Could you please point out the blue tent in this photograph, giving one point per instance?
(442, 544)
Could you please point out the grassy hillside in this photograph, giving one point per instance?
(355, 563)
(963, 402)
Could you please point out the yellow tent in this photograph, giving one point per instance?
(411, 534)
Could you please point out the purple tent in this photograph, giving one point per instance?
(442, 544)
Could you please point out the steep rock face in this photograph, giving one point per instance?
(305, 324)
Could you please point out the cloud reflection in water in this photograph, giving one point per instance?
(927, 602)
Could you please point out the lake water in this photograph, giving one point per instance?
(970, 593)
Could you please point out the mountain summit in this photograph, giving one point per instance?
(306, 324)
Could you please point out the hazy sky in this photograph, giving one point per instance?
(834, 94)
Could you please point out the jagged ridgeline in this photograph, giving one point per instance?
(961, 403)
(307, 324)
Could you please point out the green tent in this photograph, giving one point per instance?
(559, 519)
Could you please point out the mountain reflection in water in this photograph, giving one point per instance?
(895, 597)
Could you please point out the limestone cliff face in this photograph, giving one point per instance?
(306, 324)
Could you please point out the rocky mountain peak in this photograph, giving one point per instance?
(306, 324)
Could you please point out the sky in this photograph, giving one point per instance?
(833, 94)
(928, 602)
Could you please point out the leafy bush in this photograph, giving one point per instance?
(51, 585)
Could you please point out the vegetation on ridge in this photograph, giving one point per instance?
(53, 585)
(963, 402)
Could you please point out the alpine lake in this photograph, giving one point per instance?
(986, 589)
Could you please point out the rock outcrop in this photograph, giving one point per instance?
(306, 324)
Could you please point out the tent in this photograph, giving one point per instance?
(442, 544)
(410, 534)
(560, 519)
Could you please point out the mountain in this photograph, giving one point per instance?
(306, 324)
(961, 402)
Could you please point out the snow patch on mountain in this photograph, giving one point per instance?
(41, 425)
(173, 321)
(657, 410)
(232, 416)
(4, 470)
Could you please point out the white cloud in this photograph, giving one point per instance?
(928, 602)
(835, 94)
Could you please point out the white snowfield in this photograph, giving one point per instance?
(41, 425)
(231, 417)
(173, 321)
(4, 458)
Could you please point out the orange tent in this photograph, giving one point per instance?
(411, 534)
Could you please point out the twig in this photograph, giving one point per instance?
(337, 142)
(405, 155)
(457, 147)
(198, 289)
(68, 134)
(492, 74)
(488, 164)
____
- What to do
Retype all of the data exactly. Leave nothing out.

- Output for this exercise
Could you please point out the blue tent in this photograph, giving one point per instance?
(442, 544)
Could you please point out the grassy hillside in this photograph, giving one point per instance?
(355, 563)
(963, 402)
Could you please point out the yellow tent in this photograph, giving one point per instance?
(411, 534)
Could you please point out the purple tent in this photograph, giving one point per instance?
(442, 544)
Could you please point out the steep rock face in this photograph, giving one point per instance?
(305, 324)
Could you please point out the cloud reflection in water in this photograph, giving one point per instance?
(927, 602)
Could you please point out the lake water in this photograph, giving one point per instance?
(970, 593)
Could you please point out the mountain summit in this photograph, giving one point per instance?
(306, 324)
Could you please point out the hazy sky in this photograph, giving one point per instance?
(834, 94)
Could you please point out the jagged ridgeline in this photograph, giving one point per instance?
(961, 403)
(307, 324)
Could you please point out the green tent in this photograph, giving one point per instance?
(559, 519)
Could you please point out the mountain reflection in water in this photograph, giving one point per instance?
(895, 597)
Could you please point out the limestone cliff face in this photograph, giving one point per instance?
(306, 324)
Could you please point out the rocky mountain peak in this photograph, giving one point per instance?
(306, 324)
Could you please point out the sky in this photograph, giving one point per instance?
(833, 94)
(928, 602)
Could you please point out the leafy bush in this photograph, giving one point per instance?
(51, 585)
Could you please point out the vegetation on ridge in this photograph, giving one point per instance?
(53, 585)
(963, 402)
Could you please point out the alpine lake in this photograph, giving one point per instance?
(986, 589)
Could you please point out the rock outcrop in this photograph, giving one point per instance?
(306, 324)
Could you please point out the tent in this photograph, giving one point per instance?
(442, 544)
(410, 534)
(560, 519)
Could you please point out the mountain in this photograph, giving one point per instance?
(306, 324)
(961, 402)
Could you please point out the snow patch on mountain in this photograph, giving one point per instance?
(41, 425)
(173, 321)
(657, 410)
(232, 416)
(4, 470)
Could you please point out the white cloud in this photograph, giving one point per instance?
(928, 602)
(835, 94)
Could you please point out the white snowfield in this photograph, giving one point per instance?
(41, 425)
(231, 417)
(173, 321)
(4, 458)
Could you please point out the orange tent in this photograph, giving one point per instance?
(411, 534)
Could you please point out the twig in this photograph, giving one point per instance?
(337, 142)
(405, 155)
(457, 147)
(198, 289)
(68, 134)
(492, 74)
(488, 164)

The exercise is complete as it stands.